EXTRACT

With the outcome of the recent ‘Brexit’ referendum being a majority vote for Britain to leave the European Union, the question of what happens to the border between Northern Ireland and the Republic of Ireland has been raised. The majority of people in Northern Ireland voted to ‘remain’, except for a strong Loyalist vote for ‘leave’, in certain parts of Belfast.  The Democratic Unionist Party officially backed a vote to ‘leave’. Despite traditionally being a Eurosceptic party, Sinn Fein has seen this as an opportunity to call for the re-unification of Ireland and declared during the referendum campaign that a vote to ‘remain’ was in the interests of closer ties between the two Irelands.

The victory of the ‘leave’ campaign raises the possibility of an established border control system on the Irish border, with the task of heavily monitoring movement between an EU and a non-EU country. Other EU/non-EU borders, such as the border between Greece and Turkey, have become flashpoints on the periphery of ‘Fortress Europe’, particularly concerning the movement of potential ‘terrorists’ amongst those fleeing the war in Syria and Iraq, and some commentators have raised concerns about the Irish border becoming a similar flashpoint.

DATASET EXCERPTS
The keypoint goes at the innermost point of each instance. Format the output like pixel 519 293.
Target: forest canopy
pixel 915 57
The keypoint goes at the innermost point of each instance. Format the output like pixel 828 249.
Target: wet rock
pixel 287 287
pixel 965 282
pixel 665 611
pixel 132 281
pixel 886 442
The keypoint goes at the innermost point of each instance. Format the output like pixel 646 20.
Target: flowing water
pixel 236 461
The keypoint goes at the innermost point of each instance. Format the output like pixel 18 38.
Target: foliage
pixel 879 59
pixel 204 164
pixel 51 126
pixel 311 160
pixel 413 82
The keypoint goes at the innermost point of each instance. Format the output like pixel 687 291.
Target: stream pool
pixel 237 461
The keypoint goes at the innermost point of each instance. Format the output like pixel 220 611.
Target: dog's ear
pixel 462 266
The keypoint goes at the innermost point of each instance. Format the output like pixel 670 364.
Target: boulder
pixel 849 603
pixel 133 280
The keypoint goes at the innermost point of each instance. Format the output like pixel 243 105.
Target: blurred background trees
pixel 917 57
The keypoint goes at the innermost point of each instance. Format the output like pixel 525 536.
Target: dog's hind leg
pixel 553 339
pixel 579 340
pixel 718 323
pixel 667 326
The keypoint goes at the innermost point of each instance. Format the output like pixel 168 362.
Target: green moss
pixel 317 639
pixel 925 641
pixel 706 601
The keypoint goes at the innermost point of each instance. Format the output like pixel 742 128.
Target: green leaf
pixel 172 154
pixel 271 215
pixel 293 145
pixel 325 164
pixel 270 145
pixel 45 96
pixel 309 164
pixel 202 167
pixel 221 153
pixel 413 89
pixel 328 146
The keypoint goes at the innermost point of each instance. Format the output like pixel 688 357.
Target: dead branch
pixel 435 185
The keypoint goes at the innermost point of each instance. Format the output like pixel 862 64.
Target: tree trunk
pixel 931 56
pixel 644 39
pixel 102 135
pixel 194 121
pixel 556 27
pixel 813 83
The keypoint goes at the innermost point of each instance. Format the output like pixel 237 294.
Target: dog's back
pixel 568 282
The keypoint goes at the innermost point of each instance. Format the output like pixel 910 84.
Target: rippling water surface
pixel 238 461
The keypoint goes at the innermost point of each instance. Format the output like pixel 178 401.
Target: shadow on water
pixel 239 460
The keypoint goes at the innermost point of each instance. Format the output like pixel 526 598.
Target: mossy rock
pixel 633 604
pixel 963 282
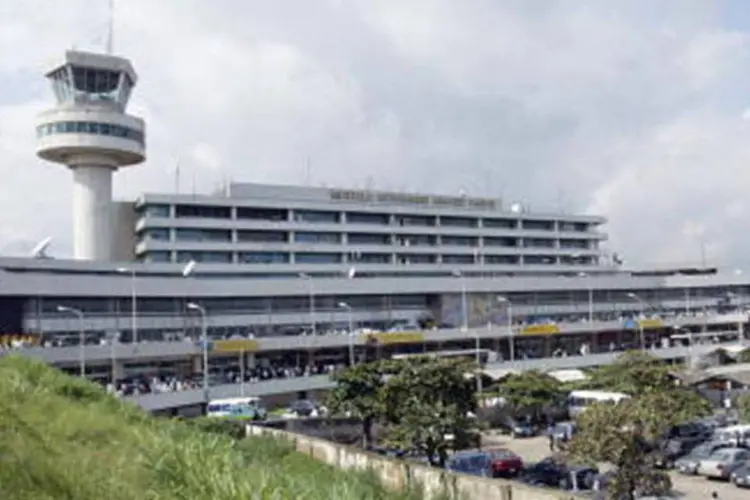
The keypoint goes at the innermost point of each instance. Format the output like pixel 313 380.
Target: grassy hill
pixel 64 438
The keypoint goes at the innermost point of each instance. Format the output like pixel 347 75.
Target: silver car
pixel 723 462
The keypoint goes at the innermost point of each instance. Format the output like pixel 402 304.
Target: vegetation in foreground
pixel 64 438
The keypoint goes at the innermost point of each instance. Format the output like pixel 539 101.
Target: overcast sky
pixel 633 109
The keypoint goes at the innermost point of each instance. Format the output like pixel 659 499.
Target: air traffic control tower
pixel 90 133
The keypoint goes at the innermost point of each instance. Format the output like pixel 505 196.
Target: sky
pixel 638 110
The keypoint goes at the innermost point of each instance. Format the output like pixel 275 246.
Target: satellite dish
pixel 188 269
pixel 40 250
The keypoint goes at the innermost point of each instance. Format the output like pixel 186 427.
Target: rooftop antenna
pixel 111 26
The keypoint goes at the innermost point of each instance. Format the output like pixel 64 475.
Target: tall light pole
pixel 689 335
pixel 187 271
pixel 348 308
pixel 511 337
pixel 204 340
pixel 81 337
pixel 311 298
pixel 590 289
pixel 133 301
pixel 464 305
pixel 643 305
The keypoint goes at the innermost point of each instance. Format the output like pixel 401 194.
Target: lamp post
pixel 81 337
pixel 114 337
pixel 590 289
pixel 204 340
pixel 641 333
pixel 511 338
pixel 311 298
pixel 464 306
pixel 689 335
pixel 348 308
pixel 133 301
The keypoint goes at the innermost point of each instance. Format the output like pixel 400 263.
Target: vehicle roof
pixel 597 394
pixel 247 399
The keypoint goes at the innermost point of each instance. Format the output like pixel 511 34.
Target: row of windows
pixel 330 217
pixel 301 302
pixel 93 128
pixel 225 235
pixel 219 257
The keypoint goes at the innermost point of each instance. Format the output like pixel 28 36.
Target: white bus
pixel 248 408
pixel 578 401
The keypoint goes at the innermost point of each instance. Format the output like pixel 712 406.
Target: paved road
pixel 690 487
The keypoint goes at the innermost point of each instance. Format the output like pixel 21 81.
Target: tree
pixel 358 392
pixel 743 407
pixel 531 392
pixel 427 406
pixel 635 372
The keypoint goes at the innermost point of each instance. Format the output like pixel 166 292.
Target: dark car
pixel 741 477
pixel 302 407
pixel 556 473
pixel 488 463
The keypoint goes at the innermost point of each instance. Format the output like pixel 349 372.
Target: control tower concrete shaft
pixel 90 133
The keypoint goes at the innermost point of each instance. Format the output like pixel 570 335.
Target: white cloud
pixel 636 110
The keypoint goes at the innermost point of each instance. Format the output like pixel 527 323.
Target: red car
pixel 505 463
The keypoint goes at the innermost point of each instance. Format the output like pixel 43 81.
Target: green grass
pixel 63 438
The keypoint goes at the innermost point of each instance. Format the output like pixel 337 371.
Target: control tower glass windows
pixel 94 128
pixel 93 84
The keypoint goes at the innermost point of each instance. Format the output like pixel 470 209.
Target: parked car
pixel 741 476
pixel 723 462
pixel 505 463
pixel 517 428
pixel 688 464
pixel 555 473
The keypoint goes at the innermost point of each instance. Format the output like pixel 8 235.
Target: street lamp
pixel 133 301
pixel 591 295
pixel 348 308
pixel 688 335
pixel 643 305
pixel 511 338
pixel 464 306
pixel 81 337
pixel 311 297
pixel 204 340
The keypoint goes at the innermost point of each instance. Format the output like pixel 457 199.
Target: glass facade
pixel 93 128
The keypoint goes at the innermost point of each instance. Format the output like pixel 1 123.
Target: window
pixel 317 258
pixel 539 225
pixel 322 238
pixel 368 239
pixel 364 218
pixel 203 212
pixel 156 233
pixel 93 128
pixel 206 257
pixel 267 214
pixel 263 257
pixel 316 216
pixel 458 221
pixel 262 236
pixel 218 235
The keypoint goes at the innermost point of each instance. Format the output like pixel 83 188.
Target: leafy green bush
pixel 63 438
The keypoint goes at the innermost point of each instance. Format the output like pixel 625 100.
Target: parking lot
pixel 688 487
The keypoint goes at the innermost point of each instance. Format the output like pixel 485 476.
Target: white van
pixel 578 401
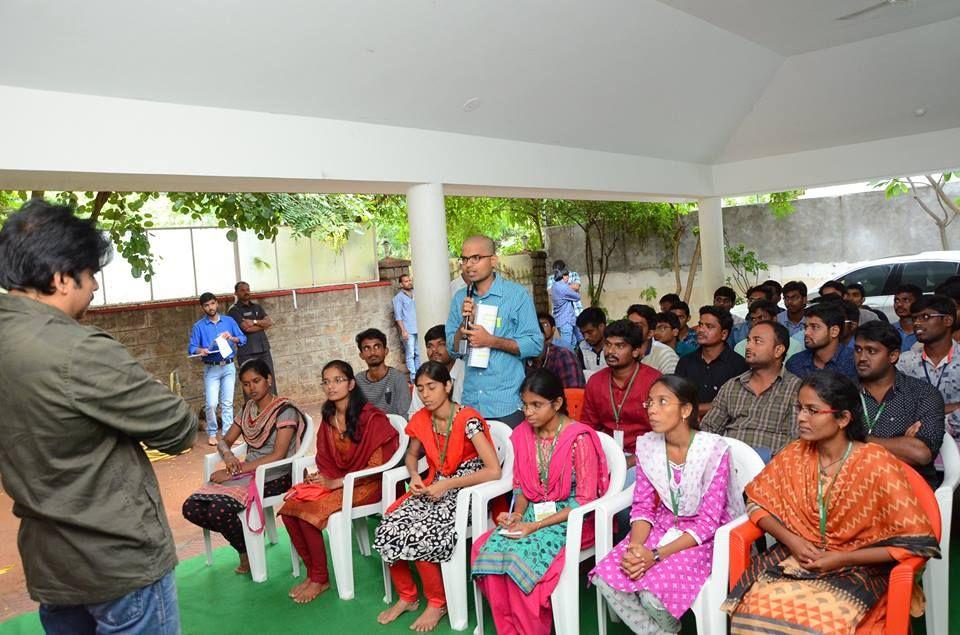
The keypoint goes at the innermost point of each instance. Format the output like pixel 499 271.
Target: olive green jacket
pixel 75 407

WHAT THE TASK REQUIRES
Write out the part of the text about Brexit and the Irish border that begins at the words "The victory of" and stops after the words "a similar flashpoint.". The data above has no connection to the text about Brexit and the Irish border.

ANSWER FOR THE TASK
The victory of the ‘leave’ campaign raises the possibility of an established border control system on the Irish border, with the task of heavily monitoring movement between an EU and a non-EU country. Other EU/non-EU borders, such as the border between Greece and Turkey, have become flashpoints on the periphery of ‘Fortress Europe’, particularly concerning the movement of potential ‘terrorists’ amongst those fleeing the war in Syria and Iraq, and some commentators have raised concerns about the Irish border becoming a similar flashpoint.